## SHORT EXERCISE
Repeat exactly the lines from the line containing "In this exercise you will mark every instance of the brown" to the last line of the listing, including both.

Point placement records:
--*--

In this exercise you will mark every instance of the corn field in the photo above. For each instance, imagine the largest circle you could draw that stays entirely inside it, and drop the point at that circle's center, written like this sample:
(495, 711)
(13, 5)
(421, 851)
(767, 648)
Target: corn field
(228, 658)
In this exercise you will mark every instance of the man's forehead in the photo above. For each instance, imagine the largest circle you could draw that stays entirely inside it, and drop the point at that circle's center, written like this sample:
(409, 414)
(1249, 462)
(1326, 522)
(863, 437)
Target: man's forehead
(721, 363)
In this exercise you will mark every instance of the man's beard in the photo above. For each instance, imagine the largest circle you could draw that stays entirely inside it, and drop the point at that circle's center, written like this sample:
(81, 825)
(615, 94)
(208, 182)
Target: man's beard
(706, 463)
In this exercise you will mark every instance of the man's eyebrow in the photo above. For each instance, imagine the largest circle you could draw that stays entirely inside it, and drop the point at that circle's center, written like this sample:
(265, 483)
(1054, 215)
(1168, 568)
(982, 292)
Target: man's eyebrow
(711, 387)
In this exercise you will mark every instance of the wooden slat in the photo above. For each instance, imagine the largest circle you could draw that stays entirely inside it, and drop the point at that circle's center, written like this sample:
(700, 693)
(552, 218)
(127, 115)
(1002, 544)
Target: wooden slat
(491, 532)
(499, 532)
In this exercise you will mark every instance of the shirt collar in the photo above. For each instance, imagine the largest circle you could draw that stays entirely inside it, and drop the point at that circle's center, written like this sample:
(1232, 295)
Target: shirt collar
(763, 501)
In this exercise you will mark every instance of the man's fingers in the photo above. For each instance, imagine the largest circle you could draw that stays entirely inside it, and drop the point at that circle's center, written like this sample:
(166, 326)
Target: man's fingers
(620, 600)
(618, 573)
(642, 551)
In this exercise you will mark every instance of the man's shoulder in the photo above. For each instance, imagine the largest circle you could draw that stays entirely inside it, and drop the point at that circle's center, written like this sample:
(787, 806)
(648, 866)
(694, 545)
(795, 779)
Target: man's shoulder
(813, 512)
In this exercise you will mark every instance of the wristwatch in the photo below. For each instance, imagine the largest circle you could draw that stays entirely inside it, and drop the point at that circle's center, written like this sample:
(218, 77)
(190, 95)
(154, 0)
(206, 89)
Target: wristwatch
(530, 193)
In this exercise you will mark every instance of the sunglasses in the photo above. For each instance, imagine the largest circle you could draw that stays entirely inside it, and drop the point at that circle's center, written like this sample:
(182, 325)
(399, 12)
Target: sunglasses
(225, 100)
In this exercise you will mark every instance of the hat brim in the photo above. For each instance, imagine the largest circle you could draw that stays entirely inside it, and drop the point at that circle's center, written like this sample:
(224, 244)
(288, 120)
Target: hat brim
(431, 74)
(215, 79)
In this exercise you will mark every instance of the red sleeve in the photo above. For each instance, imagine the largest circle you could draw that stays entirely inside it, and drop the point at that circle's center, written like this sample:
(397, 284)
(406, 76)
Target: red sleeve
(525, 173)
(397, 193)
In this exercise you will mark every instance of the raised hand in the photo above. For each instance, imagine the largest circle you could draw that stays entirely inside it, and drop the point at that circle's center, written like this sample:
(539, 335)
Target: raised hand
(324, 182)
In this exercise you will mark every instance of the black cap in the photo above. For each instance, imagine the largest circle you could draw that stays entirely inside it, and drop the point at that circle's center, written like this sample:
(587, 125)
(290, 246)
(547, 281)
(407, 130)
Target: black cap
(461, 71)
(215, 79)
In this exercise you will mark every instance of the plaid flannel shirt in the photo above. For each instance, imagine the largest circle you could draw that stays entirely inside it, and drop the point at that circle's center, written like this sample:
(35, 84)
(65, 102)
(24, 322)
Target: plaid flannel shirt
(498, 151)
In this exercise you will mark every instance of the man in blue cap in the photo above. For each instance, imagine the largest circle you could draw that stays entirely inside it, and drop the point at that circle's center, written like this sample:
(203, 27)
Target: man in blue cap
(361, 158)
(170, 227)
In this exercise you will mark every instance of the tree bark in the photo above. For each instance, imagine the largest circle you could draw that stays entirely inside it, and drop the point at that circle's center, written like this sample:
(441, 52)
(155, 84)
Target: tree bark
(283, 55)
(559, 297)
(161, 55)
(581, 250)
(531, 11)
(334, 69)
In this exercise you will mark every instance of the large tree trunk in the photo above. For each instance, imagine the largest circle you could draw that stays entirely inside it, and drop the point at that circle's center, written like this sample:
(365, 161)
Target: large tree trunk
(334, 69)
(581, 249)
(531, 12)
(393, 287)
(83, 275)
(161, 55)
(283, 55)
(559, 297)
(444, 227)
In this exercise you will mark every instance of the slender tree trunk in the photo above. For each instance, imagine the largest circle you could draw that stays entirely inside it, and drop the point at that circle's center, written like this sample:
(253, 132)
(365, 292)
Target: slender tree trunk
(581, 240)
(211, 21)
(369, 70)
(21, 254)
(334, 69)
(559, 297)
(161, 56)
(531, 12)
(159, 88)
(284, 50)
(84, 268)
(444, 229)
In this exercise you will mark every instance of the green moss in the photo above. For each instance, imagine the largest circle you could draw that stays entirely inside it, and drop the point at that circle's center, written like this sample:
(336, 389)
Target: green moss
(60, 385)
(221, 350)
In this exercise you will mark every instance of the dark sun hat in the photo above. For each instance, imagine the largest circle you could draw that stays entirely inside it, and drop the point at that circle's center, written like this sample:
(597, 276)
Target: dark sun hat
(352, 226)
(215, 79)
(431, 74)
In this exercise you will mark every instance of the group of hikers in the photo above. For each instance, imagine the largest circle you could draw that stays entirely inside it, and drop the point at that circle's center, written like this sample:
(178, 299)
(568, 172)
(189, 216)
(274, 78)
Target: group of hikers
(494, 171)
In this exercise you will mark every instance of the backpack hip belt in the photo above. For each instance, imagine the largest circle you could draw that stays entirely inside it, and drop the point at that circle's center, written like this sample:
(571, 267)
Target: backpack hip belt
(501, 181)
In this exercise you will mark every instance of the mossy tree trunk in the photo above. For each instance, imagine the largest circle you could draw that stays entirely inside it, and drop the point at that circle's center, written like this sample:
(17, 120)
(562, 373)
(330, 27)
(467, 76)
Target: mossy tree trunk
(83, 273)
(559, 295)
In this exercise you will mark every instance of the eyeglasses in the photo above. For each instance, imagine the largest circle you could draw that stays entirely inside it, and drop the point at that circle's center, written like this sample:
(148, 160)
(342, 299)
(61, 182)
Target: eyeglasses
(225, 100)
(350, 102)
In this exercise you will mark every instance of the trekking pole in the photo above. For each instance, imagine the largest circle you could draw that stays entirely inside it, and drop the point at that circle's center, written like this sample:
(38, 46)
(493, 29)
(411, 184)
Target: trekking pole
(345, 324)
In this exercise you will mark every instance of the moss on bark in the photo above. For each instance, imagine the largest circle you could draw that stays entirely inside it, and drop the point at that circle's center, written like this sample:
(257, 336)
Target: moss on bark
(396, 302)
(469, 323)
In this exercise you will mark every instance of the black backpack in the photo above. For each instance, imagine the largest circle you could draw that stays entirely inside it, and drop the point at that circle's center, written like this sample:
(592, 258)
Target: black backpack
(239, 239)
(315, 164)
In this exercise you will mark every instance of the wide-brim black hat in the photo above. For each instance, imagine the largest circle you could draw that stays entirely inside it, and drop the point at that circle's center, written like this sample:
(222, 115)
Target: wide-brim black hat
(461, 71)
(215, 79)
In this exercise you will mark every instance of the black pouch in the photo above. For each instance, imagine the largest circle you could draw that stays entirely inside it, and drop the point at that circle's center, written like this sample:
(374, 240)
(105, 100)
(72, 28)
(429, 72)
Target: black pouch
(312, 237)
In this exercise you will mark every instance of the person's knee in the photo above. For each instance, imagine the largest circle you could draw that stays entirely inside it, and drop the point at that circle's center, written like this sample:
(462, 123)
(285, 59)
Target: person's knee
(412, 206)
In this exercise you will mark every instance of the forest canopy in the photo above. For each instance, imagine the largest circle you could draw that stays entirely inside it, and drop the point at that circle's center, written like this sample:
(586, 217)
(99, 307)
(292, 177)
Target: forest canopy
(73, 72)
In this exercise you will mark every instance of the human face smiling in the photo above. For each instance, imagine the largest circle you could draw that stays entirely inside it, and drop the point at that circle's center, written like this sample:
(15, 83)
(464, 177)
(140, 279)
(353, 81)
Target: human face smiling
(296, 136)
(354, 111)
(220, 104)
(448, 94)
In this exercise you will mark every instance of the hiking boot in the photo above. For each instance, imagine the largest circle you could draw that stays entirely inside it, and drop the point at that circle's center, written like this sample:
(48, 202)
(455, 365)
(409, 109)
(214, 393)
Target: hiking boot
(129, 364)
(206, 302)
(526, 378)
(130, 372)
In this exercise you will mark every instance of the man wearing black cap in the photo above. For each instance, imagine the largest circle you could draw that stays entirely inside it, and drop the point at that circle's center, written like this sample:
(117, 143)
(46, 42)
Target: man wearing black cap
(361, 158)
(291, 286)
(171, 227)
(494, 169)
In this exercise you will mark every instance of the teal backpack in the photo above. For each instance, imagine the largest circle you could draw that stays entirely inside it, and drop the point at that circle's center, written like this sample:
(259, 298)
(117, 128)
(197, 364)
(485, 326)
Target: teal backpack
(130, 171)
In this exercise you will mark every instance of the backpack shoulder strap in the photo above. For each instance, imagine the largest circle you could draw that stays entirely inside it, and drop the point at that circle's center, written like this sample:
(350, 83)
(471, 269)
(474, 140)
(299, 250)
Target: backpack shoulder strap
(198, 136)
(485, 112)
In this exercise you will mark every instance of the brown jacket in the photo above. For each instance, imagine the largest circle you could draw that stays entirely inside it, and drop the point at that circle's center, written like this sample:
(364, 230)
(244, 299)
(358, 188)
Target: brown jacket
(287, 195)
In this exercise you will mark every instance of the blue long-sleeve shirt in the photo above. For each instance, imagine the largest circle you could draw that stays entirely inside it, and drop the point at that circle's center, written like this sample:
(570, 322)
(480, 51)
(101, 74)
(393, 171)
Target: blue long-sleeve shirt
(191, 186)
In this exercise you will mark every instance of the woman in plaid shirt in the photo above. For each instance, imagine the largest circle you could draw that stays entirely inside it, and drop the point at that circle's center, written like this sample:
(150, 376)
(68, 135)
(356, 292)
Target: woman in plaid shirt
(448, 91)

--*--

## REPLY TO THE TASK
In this exercise you will mark every instance of the brown jacket in the photo above. For each instance, imagine the largest circle you could draw that stays entirely inside it, and drop the point at that circle's center, written like this sample:
(364, 230)
(244, 299)
(358, 188)
Target: brown jacket
(287, 195)
In this exercise you will mark every instance of the blue long-sleeve shirt in the photo above. For each instance, imagine the largest circle you could draw that stays entirely inside it, and drop the point at that circle's center, written like this sample:
(570, 322)
(480, 51)
(101, 74)
(393, 171)
Target: blue long-sleeve shirt
(191, 186)
In this exercise you will mark every instance of the woman in plaid shirt in the photo above. For each instance, imagine the largest circle you could draw that stays entirely inside it, and drop the point at that circle's center, written like this sample:
(150, 376)
(68, 135)
(356, 292)
Target: woman in plaid shirt
(448, 91)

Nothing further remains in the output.